START RECORDS SHOWN

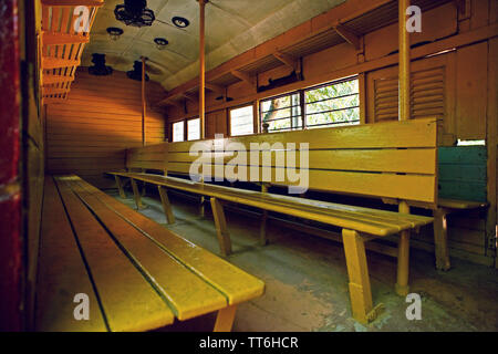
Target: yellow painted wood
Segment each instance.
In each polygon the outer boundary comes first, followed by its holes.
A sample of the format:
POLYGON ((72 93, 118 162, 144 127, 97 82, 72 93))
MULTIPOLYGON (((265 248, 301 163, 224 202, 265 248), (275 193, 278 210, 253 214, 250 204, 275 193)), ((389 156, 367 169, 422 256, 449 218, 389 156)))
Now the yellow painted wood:
POLYGON ((163 204, 164 214, 169 225, 175 223, 175 215, 173 214, 172 204, 169 202, 168 192, 165 187, 157 186, 160 196, 160 202, 163 204))
POLYGON ((259 279, 135 212, 84 180, 79 179, 77 184, 86 192, 100 199, 101 202, 105 202, 124 220, 144 230, 156 244, 181 262, 193 273, 218 289, 228 299, 230 305, 251 300, 263 293, 264 283, 259 279))
MULTIPOLYGON (((188 164, 168 163, 168 171, 189 174, 190 166, 188 164)), ((249 169, 246 169, 246 171, 239 171, 238 169, 235 171, 224 171, 221 169, 220 174, 218 174, 218 170, 214 166, 207 165, 207 169, 198 170, 198 173, 203 173, 206 179, 222 176, 226 178, 237 178, 241 181, 252 179, 249 169)), ((298 185, 298 183, 290 181, 284 171, 280 171, 283 176, 278 173, 278 169, 271 168, 269 173, 270 177, 267 180, 262 178, 263 171, 260 169, 259 177, 256 178, 257 180, 251 181, 264 181, 282 186, 298 185)), ((308 178, 309 188, 314 190, 355 194, 376 198, 397 198, 426 204, 435 204, 437 199, 435 175, 396 175, 310 169, 308 178)))
POLYGON ((342 239, 350 279, 349 287, 353 317, 361 323, 367 323, 373 304, 365 246, 360 233, 353 230, 343 229, 342 239))
POLYGON ((218 311, 212 332, 231 332, 237 305, 231 305, 218 311))
POLYGON ((448 209, 477 209, 486 207, 486 202, 471 200, 439 199, 438 206, 448 209))
POLYGON ((143 209, 144 205, 142 204, 142 195, 141 195, 141 191, 139 191, 138 186, 136 184, 136 180, 134 178, 132 178, 131 181, 132 181, 133 196, 135 197, 136 208, 138 210, 143 209))
POLYGON ((225 218, 224 206, 216 198, 210 198, 210 202, 221 254, 229 256, 231 253, 231 241, 230 233, 228 232, 227 220, 225 218))
MULTIPOLYGON (((261 192, 268 192, 268 185, 261 185, 261 192)), ((259 228, 259 244, 267 246, 268 244, 268 235, 267 235, 267 221, 268 221, 268 210, 262 210, 261 219, 260 219, 260 228, 259 228)))
MULTIPOLYGON (((277 148, 277 147, 276 147, 277 148)), ((299 148, 299 146, 298 146, 299 148)), ((330 170, 360 170, 384 173, 409 173, 434 175, 436 173, 436 148, 412 149, 325 149, 309 150, 309 167, 330 170)), ((287 162, 283 150, 263 150, 258 159, 248 155, 247 164, 271 167, 300 167, 300 153, 287 162)), ((169 153, 168 163, 193 163, 199 156, 190 156, 189 153, 169 153)), ((212 153, 208 163, 229 164, 234 158, 232 152, 212 153), (222 158, 222 159, 221 159, 222 158)))
MULTIPOLYGON (((409 206, 405 201, 400 204, 400 212, 409 214, 409 206)), ((409 230, 400 232, 397 250, 397 281, 395 289, 398 295, 406 296, 409 291, 409 230)))
POLYGON ((391 211, 338 205, 230 187, 197 184, 190 180, 129 174, 129 177, 174 189, 190 191, 232 202, 245 204, 263 210, 282 212, 338 227, 355 229, 375 236, 397 233, 432 222, 432 218, 403 215, 391 211))
POLYGON ((35 331, 107 331, 52 177, 45 178, 40 237, 35 331), (90 321, 74 320, 77 293, 89 295, 90 321))
MULTIPOLYGON (((112 232, 126 256, 169 304, 178 320, 188 320, 227 306, 227 300, 220 292, 126 222, 98 198, 77 183, 72 183, 71 187, 112 232)), ((135 295, 131 296, 131 293, 128 296, 133 300, 135 295)))
MULTIPOLYGON (((174 314, 169 306, 76 197, 70 181, 63 177, 55 178, 55 181, 89 264, 110 330, 146 331, 173 323, 174 314)), ((128 226, 128 229, 133 227, 128 226)), ((98 304, 93 302, 90 305, 98 304)))
POLYGON ((437 208, 434 210, 434 246, 436 268, 439 270, 449 270, 452 267, 448 248, 448 220, 446 216, 445 209, 437 208))
POLYGON ((120 197, 126 198, 126 192, 123 188, 123 183, 121 181, 121 177, 117 175, 114 175, 114 178, 116 179, 117 190, 120 191, 120 197))

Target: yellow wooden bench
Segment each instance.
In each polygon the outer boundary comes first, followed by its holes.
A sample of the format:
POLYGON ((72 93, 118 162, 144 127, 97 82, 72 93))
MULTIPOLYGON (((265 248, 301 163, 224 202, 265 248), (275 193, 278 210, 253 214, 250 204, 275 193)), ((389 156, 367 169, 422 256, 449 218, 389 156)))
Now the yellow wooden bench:
POLYGON ((210 312, 230 331, 237 304, 263 289, 81 178, 45 178, 37 331, 147 331, 210 312), (76 294, 89 320, 74 316, 76 294))
MULTIPOLYGON (((407 210, 407 206, 430 209, 434 216, 436 268, 448 270, 447 215, 487 205, 437 197, 438 191, 434 189, 437 186, 436 127, 427 125, 427 122, 434 121, 435 118, 428 118, 407 123, 251 135, 224 139, 222 146, 234 143, 249 146, 251 143, 264 142, 310 142, 310 189, 381 198, 386 204, 400 205, 401 201, 406 201, 403 204, 404 210, 407 210), (433 192, 436 196, 429 201, 433 192)), ((214 142, 205 143, 214 146, 214 142)), ((126 168, 128 171, 155 170, 174 176, 187 175, 189 165, 197 158, 189 155, 193 144, 195 142, 164 143, 131 148, 127 150, 126 168)), ((270 162, 272 178, 274 168, 281 167, 274 160, 274 154, 276 150, 272 152, 270 162)), ((299 154, 297 157, 299 158, 299 154)), ((231 154, 225 153, 224 164, 231 158, 231 154)), ((125 197, 120 176, 125 177, 126 174, 115 174, 120 192, 125 197)), ((267 191, 270 185, 278 185, 274 180, 261 180, 260 184, 262 191, 267 191)), ((138 190, 135 183, 132 183, 132 187, 138 190)), ((261 225, 262 243, 266 243, 266 216, 263 214, 261 225)))
MULTIPOLYGON (((142 201, 136 181, 159 186, 169 222, 174 222, 174 217, 167 200, 167 188, 210 197, 220 249, 224 253, 230 251, 230 243, 222 205, 219 200, 245 204, 267 211, 283 212, 342 228, 353 314, 362 322, 375 316, 363 243, 377 237, 400 233, 396 291, 400 294, 408 292, 409 230, 433 220, 428 217, 409 215, 409 205, 428 208, 437 206, 437 121, 435 118, 203 142, 207 145, 205 149, 220 157, 221 167, 230 165, 234 158, 230 147, 232 148, 235 144, 249 148, 250 144, 255 143, 270 144, 260 145, 260 153, 269 153, 270 158, 264 160, 262 155, 256 163, 260 167, 268 166, 271 169, 269 179, 263 179, 262 174, 257 179, 262 184, 261 192, 149 174, 112 173, 112 175, 116 177, 122 194, 124 190, 121 178, 131 178, 137 207, 142 206, 142 201), (268 194, 266 191, 268 185, 292 185, 287 179, 277 180, 276 171, 279 168, 300 167, 299 164, 290 167, 279 165, 281 162, 276 158, 276 154, 282 150, 288 152, 289 148, 272 146, 274 143, 294 143, 298 148, 300 143, 309 144, 309 187, 311 189, 397 200, 400 212, 268 194)), ((193 144, 196 143, 162 144, 129 150, 127 167, 142 170, 155 169, 170 175, 188 175, 190 165, 198 158, 190 154, 193 144)), ((299 160, 300 152, 295 154, 299 160)), ((248 164, 253 165, 253 162, 248 164)), ((219 169, 219 165, 212 163, 207 167, 199 173, 199 178, 206 180, 218 176, 217 174, 222 170, 219 169)), ((230 171, 228 176, 227 170, 224 173, 224 177, 235 178, 229 175, 230 171)), ((245 176, 239 175, 238 179, 255 181, 250 178, 249 169, 245 176)), ((266 217, 263 217, 263 225, 264 219, 266 217)), ((261 232, 261 236, 264 241, 266 232, 261 232)))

END RECORDS SHOWN

**TASK DETAILS**
Copy the records starting at the line that has "Target: yellow wooden bench" and ending after the line that has "POLYGON ((210 312, 230", swapping "bench" for "seat" and keeping everything else the same. Give back only those lines.

**RESPONSE TO THE TASK**
Target: yellow wooden seat
Segment each instance.
In each polygon the outer boundary comes first, followed by its holes.
A sample of the format:
POLYGON ((72 93, 118 162, 144 127, 97 82, 72 93))
MULTIPOLYGON (((265 248, 301 163, 224 202, 265 248), (275 193, 278 210, 253 214, 250 204, 275 193)), ((389 156, 367 169, 422 256, 449 218, 389 156)))
Now the yellow wooden seat:
POLYGON ((210 312, 230 331, 237 304, 263 289, 81 178, 45 178, 37 331, 147 331, 210 312), (76 294, 89 320, 74 316, 76 294))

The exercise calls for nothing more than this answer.